(Location labeling records)
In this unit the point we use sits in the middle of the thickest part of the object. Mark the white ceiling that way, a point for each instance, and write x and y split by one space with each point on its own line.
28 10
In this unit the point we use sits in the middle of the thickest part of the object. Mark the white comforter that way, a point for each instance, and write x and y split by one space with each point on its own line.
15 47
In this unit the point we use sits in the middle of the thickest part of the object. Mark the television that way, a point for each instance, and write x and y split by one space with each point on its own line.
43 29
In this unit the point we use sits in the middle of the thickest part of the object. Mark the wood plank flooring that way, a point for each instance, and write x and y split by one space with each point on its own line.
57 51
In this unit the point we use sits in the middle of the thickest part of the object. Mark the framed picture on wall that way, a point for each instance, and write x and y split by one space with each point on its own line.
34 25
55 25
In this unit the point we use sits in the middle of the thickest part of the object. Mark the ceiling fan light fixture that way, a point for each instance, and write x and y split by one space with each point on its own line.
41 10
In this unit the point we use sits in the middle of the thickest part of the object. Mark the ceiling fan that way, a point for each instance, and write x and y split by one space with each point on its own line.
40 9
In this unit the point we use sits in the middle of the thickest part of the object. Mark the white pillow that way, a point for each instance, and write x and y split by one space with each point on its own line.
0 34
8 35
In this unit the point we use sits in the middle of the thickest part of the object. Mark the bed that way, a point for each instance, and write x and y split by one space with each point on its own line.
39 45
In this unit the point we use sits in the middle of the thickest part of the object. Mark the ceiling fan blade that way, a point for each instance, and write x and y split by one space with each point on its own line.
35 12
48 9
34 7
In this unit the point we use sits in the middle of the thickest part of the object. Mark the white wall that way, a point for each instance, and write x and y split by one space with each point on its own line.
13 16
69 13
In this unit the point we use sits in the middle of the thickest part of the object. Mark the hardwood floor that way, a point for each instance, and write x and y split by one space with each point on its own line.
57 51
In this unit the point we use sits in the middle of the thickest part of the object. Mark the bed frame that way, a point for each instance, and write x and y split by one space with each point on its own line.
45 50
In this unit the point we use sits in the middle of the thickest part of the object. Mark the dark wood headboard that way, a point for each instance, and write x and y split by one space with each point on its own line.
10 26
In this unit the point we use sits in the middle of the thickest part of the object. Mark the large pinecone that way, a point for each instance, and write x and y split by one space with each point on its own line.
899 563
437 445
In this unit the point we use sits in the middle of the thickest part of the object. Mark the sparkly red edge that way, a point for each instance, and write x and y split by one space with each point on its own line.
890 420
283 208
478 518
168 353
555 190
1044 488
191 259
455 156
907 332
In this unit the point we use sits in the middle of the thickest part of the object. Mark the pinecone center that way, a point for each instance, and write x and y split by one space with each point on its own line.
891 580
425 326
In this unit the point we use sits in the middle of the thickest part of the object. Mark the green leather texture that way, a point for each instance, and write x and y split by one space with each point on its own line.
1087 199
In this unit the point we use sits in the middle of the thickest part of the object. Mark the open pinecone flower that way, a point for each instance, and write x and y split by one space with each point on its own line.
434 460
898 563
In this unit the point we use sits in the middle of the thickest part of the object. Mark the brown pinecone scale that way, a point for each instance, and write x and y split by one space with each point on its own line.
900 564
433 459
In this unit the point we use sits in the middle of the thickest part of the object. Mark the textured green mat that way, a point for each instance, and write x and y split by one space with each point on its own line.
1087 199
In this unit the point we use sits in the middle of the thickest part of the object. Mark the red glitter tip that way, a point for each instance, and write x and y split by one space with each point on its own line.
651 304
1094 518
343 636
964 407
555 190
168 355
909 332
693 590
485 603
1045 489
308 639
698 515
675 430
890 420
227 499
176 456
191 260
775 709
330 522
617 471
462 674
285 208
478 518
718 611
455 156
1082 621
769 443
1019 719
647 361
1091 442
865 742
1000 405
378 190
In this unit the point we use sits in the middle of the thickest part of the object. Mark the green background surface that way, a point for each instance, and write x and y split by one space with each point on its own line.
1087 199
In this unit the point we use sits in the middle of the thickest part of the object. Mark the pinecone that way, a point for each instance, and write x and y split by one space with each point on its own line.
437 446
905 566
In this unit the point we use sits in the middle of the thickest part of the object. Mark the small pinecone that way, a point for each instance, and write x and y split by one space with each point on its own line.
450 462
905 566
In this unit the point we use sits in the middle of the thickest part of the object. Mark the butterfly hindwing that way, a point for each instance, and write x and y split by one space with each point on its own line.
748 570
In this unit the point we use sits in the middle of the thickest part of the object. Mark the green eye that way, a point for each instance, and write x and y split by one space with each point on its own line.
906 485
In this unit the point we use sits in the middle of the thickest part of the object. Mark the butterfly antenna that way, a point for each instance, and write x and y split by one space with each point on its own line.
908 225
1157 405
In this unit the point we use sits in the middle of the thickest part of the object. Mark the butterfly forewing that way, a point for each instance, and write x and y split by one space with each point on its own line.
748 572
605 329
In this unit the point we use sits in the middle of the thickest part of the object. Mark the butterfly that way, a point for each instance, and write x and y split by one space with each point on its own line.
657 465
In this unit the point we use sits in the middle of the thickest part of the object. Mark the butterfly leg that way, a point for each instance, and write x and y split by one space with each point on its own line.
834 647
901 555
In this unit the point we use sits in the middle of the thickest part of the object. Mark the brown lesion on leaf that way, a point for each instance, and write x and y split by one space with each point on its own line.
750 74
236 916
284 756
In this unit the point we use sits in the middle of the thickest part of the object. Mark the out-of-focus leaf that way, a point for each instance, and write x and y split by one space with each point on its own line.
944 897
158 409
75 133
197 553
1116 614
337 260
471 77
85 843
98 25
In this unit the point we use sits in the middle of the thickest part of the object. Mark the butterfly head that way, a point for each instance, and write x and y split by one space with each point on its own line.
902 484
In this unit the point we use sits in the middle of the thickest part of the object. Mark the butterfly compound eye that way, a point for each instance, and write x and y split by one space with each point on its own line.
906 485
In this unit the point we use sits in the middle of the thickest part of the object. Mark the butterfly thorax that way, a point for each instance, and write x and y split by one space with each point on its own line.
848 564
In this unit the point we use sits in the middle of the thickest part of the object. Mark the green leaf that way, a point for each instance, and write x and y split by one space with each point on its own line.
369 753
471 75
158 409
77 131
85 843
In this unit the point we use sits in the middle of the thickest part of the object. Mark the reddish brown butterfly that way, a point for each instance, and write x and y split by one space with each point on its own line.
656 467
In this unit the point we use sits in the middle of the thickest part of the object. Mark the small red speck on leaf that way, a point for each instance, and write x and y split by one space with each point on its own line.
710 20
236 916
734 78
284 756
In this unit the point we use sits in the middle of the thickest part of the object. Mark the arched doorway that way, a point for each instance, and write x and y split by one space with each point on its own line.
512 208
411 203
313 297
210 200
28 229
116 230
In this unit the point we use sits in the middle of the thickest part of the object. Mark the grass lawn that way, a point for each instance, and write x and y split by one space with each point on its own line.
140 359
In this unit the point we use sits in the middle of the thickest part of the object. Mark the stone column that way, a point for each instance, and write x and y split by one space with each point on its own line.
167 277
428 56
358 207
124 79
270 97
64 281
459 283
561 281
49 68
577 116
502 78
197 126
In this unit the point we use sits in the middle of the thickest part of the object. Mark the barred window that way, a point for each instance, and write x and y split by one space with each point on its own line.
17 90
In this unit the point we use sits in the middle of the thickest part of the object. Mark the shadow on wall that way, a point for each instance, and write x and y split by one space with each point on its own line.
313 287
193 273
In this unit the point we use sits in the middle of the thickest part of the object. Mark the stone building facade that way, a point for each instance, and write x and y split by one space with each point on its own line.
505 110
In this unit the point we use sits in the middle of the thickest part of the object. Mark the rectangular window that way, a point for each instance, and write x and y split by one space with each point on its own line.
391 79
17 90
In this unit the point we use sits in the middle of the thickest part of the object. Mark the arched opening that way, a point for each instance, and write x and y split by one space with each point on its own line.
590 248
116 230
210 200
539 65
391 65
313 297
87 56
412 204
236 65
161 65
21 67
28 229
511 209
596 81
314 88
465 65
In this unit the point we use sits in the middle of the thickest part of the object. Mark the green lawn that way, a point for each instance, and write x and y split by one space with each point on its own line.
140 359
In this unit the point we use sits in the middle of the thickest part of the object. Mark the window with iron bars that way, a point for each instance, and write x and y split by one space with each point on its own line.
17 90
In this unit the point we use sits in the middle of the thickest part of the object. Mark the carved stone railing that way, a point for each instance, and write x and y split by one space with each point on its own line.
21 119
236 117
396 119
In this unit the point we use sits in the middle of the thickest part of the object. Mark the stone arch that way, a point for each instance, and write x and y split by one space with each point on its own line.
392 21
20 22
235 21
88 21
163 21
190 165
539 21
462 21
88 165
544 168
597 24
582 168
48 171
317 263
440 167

[Aim]
Please arrange the lines above as a JSON list of strings, one string per line and no blank lines, starting with the line that contains "the stone arch" and continuing through the last line of the records.

[Response]
[
  "In this unit the point we use sits in the middle of the thickest part of the object. Mark the stone arch that way, a point for each instance, and write x and y split by one space with each point on its own line.",
  "392 21",
  "20 22",
  "235 21",
  "88 21",
  "163 21",
  "190 165",
  "539 21",
  "462 21",
  "88 165",
  "544 168",
  "597 24",
  "582 168",
  "48 171",
  "317 263",
  "440 167"
]